┌─ TEXT SECTION

Contemporary cinema is obsessed with heaviness: misery, despair, ugliness, alienation, oppression and unhappy endings. Such heavy subject matter is matched to a heaviness of spirit. The world cannot be changed either on a personal or global level, these films preach. It can only be studied and unflinchingly recorded.

 

As a result, movies that explore the much-vaunted dark side of anything or everything are automatically rated higher than films which explore the light side. Where would P. T. Anderson (Magnolia, 1999) or Sam Mendes (American Beauty, 1999), among many others, be without this validation of darkness and heaviness?

 

There is a contrary tradition in modern filmmaking. It is almost a subterranean tradition, despite the fact that two of the greatest heavyweights of the 1960s are today at its helm. Alain Resnais (Hiroshima, Mon Amour, 1959) and Bernardo Bertolucci (The Conformist, 1970) have gravitated in their advanced years towards the light, whimsical forms of musical comedy and romance.

 

They seek, above all else, a liberating, graceful manner of symbolic weightlessness for their characters. Although the spectres of old age, sickness, death and social malaise are everywhere in Resnais’ Same Old Song (1998) and Bertolucci’s Stealing Beauty (1996), the films hold to the hope that, through the achievement of lightness, people might gently enchant and transform their surroundings.

 

Bertolucci’s wife and longtime collaborator, Clare Peploe, is the high priestess of cinematic lightness. Although she has directed four features, her contribution has gone virtually unrecognised. Perhaps that is because, for her too, whimsy (expressed in plots centred on love, magic and holidays) reigns supreme.

 

In Triumph of Love, Peploe shows the origin of her characteristic concerns in a great theatrical tradition. Adapted from an 18th century play by Pierre Marivaux, the story is a riot of disguises, accents, transvestism and mistaken identities.

└─
┌─ TASK DATA

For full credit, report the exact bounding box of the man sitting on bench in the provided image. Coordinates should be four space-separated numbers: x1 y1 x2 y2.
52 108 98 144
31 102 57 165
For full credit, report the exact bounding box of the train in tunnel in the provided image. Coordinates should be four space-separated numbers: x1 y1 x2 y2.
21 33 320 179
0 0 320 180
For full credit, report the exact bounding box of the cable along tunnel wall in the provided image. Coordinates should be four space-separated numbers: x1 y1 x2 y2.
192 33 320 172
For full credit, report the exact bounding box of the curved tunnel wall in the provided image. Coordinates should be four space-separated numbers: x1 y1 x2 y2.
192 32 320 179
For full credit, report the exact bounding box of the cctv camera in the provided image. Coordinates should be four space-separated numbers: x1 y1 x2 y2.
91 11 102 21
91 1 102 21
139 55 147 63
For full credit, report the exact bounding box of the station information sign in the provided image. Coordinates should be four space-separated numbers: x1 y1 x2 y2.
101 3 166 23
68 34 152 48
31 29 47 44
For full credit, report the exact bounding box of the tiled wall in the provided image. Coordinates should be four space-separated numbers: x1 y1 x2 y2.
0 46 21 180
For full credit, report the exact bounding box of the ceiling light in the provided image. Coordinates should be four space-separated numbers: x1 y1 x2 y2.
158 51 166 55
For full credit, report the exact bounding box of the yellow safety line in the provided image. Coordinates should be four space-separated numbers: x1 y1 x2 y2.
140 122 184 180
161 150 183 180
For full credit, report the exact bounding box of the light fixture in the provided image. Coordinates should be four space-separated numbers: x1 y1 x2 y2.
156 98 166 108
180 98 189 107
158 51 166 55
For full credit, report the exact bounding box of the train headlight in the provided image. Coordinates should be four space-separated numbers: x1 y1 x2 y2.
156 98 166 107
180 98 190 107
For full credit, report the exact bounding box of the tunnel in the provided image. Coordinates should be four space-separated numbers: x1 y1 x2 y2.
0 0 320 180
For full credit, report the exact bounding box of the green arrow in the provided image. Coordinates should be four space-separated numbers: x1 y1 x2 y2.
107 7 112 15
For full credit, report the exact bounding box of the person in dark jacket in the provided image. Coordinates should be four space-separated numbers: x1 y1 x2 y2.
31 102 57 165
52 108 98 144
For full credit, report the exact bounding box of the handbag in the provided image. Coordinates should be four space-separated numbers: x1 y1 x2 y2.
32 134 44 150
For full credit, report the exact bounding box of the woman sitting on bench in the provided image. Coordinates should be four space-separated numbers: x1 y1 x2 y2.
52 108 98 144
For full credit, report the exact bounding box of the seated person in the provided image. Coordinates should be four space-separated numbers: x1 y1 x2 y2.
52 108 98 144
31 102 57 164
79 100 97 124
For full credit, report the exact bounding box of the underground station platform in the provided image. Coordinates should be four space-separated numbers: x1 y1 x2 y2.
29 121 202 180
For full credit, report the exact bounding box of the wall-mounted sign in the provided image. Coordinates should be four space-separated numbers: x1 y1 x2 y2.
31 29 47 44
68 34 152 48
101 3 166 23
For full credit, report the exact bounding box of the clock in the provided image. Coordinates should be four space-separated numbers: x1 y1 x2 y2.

└─

## TASKS TO CARRY OUT:
**1.** Put this sentence from the essay on film into Spanish: "Such heavy subject matter is matched to a heaviness of spirit."
**2.** Reproduce word for word the part of the records that opens with the line containing "For full credit, report the exact bounding box of the yellow" and closes with the line containing "29 121 202 180", including both of those lines.
These records bear no relation to the essay on film.

## SOLUTION SET:
**1.** A una temática tan pesada le corresponde una pesadez de espíritu.

**2.**
For full credit, report the exact bounding box of the yellow safety line in the provided image. Coordinates should be four space-separated numbers: x1 y1 x2 y2.
140 122 184 180
161 150 183 180
For full credit, report the exact bounding box of the light fixture in the provided image. Coordinates should be four space-separated numbers: x1 y1 x2 y2.
156 98 166 108
180 98 189 107
158 51 166 55
For full credit, report the exact bounding box of the train headlight in the provided image. Coordinates should be four space-separated numbers: x1 y1 x2 y2.
156 98 166 107
180 98 190 107
For full credit, report the exact bounding box of the tunnel in the provided image. Coordinates should be four space-separated numbers: x1 y1 x2 y2.
0 0 320 180
For full credit, report the exact bounding box of the green arrow in the provided image. Coordinates should be four space-separated numbers: x1 y1 x2 y2.
107 7 112 15
For full credit, report the exact bounding box of the person in dark jacket in the provided image. Coordinates should be four space-separated numbers: x1 y1 x2 y2.
31 102 57 165
52 108 98 144
For full credit, report the exact bounding box of the handbag in the provided image. Coordinates should be four space-separated numbers: x1 y1 x2 y2.
32 134 44 150
For full credit, report the exact bounding box of the woman sitting on bench in the provided image. Coordinates should be four space-separated numbers: x1 y1 x2 y2.
52 108 98 144
For full credit, report the exact bounding box of the seated person in the provided image. Coordinates should be four space-separated numbers: x1 y1 x2 y2.
52 108 98 144
31 102 57 164
79 100 97 124
For full credit, report the exact bounding box of the underground station platform in the provided image. Coordinates should be four space-separated numbers: x1 y1 x2 y2.
29 121 202 180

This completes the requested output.